* begin MATERIAL PROVIDED *
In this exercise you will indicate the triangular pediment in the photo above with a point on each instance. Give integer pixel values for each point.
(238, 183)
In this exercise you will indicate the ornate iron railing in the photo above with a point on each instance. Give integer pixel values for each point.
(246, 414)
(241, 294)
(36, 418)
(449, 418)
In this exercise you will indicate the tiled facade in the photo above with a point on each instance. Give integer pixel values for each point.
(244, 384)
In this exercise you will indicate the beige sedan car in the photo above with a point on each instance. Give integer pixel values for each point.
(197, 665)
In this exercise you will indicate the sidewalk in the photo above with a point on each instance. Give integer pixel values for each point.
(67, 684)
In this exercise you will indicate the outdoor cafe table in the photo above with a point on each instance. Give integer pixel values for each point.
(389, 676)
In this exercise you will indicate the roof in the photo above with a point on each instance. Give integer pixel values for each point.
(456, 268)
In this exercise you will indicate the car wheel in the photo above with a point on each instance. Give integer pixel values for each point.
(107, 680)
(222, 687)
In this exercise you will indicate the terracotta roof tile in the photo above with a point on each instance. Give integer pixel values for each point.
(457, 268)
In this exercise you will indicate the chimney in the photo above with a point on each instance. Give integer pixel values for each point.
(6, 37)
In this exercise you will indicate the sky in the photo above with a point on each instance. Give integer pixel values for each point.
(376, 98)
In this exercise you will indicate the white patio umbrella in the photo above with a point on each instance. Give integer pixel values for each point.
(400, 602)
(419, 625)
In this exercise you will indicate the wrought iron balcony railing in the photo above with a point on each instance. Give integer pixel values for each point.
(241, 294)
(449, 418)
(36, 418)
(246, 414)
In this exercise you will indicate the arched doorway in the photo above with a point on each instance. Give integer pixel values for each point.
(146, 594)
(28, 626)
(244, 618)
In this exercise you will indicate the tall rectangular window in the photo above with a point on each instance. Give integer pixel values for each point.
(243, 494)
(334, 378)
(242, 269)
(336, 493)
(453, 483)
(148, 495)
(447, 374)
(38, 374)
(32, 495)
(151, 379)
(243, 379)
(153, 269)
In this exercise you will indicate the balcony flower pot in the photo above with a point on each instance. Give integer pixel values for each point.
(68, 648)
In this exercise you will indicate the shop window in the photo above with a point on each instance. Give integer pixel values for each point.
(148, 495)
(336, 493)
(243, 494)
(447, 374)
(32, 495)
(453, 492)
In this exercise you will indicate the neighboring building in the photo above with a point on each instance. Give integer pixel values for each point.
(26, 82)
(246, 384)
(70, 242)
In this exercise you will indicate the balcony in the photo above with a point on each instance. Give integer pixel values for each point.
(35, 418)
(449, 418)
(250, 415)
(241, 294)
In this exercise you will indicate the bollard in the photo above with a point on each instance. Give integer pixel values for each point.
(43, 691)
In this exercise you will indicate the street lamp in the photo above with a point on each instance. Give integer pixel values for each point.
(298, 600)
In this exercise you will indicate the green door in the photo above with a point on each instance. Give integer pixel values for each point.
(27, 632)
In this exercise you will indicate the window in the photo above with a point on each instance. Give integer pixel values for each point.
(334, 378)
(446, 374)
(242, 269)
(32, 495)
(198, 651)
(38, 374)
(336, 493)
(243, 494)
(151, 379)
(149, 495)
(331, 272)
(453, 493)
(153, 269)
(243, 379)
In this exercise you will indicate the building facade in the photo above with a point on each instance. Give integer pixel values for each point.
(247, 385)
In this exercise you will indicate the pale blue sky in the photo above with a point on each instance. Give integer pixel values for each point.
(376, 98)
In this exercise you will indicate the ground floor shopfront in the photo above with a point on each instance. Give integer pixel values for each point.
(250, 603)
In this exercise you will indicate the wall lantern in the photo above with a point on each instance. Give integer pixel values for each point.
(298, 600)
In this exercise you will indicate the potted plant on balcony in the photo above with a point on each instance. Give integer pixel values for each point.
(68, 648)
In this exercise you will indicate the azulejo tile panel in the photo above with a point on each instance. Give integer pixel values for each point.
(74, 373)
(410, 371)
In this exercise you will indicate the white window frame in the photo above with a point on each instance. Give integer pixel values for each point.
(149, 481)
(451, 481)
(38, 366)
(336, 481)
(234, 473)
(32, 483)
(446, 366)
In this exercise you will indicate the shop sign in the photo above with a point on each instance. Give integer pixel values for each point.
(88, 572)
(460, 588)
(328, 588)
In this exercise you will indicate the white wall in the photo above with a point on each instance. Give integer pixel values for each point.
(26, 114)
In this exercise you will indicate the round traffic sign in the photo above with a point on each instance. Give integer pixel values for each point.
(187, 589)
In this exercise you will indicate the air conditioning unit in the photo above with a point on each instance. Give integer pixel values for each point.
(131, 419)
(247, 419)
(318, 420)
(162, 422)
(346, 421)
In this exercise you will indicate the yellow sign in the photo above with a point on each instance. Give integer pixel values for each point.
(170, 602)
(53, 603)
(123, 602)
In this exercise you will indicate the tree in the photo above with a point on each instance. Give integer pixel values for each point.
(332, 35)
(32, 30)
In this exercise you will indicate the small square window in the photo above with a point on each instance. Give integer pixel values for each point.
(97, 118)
* end MATERIAL PROVIDED *
WRITTEN EXERCISE: Extract all of the data shown above and repeat it verbatim.

COMPLETE ANSWER:
In this exercise you will indicate the triangular pediment in the photo above with a point on each instance. Give integer pixel values for each point.
(238, 183)
In this exercise you will indicate the ornate iron railing in the photo above with a point on each instance. Give integer pixel values for each point.
(246, 414)
(241, 294)
(36, 418)
(449, 418)
In this exercise you will indicate the tiled facade in the photo above with a point on each instance. Give integer pixel values for each point.
(244, 384)
In this exercise you will indicate the beige sedan car in the photo above with a point on each instance. Give integer pixel values for each point.
(197, 665)
In this exercise you will indicate the sidewalk in the photo above with a point on each instance. Give integer pixel values for each point.
(67, 684)
In this exercise you will indicate the outdoor cafe table in the photo above with a point on each instance. Give integer pixel values for each point.
(389, 676)
In this exercise you will indicate the roof in the photo above with a point on each instance. Give integer pixel values for each point.
(456, 268)
In this exercise you will indicate the car wheel in the photo above with a point on each instance. Give integer pixel values for each point.
(107, 680)
(222, 687)
In this exercise you will indicate the terracotta roof tile in the photo above with a point on each instance. Give integer pixel values for each point.
(457, 268)
In this exercise you will indicate the chimney in the photo above with a point on each instance. Give integer pixel values for each point.
(6, 37)
In this exercise you will indicate the sky in the photo above with a point on each instance. Give integer pixel values for each point.
(376, 98)
In this exercise you will indicate the white patio umbrella in the photo above with a point on each instance. Give integer pixel values for each point.
(400, 602)
(419, 625)
In this exercise you will indicate the wrought iron balcony railing in the photo above with a point on each instance. Give integer pixel values for each point.
(241, 294)
(449, 418)
(36, 418)
(246, 414)
In this exercise you will indicate the arched doorway in the photo above with a point on each instance. Give integer pixel values for each point.
(146, 594)
(28, 626)
(244, 618)
In this exercise you will indicate the tall rectangular window in the photo above with a point on each instance. Give integer pixel values for each point.
(243, 494)
(334, 378)
(242, 269)
(336, 493)
(453, 483)
(148, 495)
(447, 374)
(38, 374)
(32, 495)
(151, 379)
(243, 379)
(153, 269)
In this exercise you will indicate the balcony flower pot in the photo above with a point on each instance. Give integer pixel values for each point.
(68, 648)
In this exercise you will indicate the shop window in the photo above with a point on each instance. Give integer pixel values for each point.
(148, 495)
(336, 493)
(243, 494)
(447, 374)
(32, 495)
(453, 492)
In this exercise you will indicate the neighboring building in the photo above with a point on each instance. Give integer pixel values for each point.
(26, 82)
(246, 384)
(70, 242)
In this exercise you will indicate the balcony in the photo above with a point on each instance. Give integer pixel values for each point.
(35, 418)
(449, 418)
(250, 415)
(241, 294)
In this exercise you will indicate the bollard in the photo above with a point on each instance. Give integer pixel values for each point.
(43, 691)
In this exercise you will indicate the street lamp in the photo above with a point on each instance. Give integer pixel values for each point.
(298, 600)
In this exercise you will indicate the green door in the photo above with a point on each instance. Give integer pixel values for each point.
(27, 632)
In this exercise you will indicate the window in the photo above with a point on each instance. Give integer pixel values for each point.
(334, 378)
(446, 374)
(242, 269)
(32, 495)
(198, 651)
(38, 374)
(336, 493)
(243, 494)
(151, 379)
(149, 495)
(331, 272)
(453, 493)
(153, 269)
(243, 379)
In this exercise you will indicate the building facade in the photo above with a point on each instance. Give integer pixel values for each point.
(247, 385)
In this exercise you will indicate the pale blue sky in the photo above with a point on each instance. Give integer pixel values for each point.
(376, 98)
In this exercise you will indicate the ground floor shopfront in the photo above with a point on each instance. Give integer pixel values for each point.
(250, 603)
In this exercise you will indicate the wall lantern in the photo above with a point on each instance. Give integer pixel values for each point.
(298, 600)
In this exercise you will indicate the potted plant on balcony in the photo above with a point on each instance. Give integer pixel values for each point.
(68, 648)
In this exercise you will indicate the azulejo tile panel in the photo above with a point on each instance. Give integer pixel values for each point.
(74, 373)
(410, 371)
In this exercise you will indicate the white window frame in the photo above with a point on each instance. Give integer pixel values for each point.
(149, 481)
(451, 481)
(38, 366)
(336, 481)
(234, 473)
(32, 483)
(446, 366)
In this exercise you will indicate the shop sign in the photo above with a point on each instance. Give integer pixel values for each point.
(88, 572)
(460, 588)
(328, 588)
In this exercise you will indicate the white wall in the photo above with a point on each instance. Give integer pixel values for each point.
(26, 114)
In this exercise you will indicate the round traffic sign in the photo above with a point on each instance. Give integer pixel values for each point.
(187, 589)
In this exercise you will indicate the air conditioning unit in the photo above with a point on each instance. Give integer pixel values for each point.
(131, 419)
(247, 419)
(318, 420)
(162, 422)
(346, 421)
In this exercise you will indicate the yellow sign in the photo above with a point on each instance. Give integer pixel values for each point.
(170, 602)
(53, 603)
(123, 602)
In this exercise you will indicate the tree in the photo above with a point on each instance. Give integer pixel values for each point.
(332, 35)
(32, 30)
In this exercise you will indicate the small square window in the photo above with a point on each instance. Give integer pixel values for each point.
(97, 118)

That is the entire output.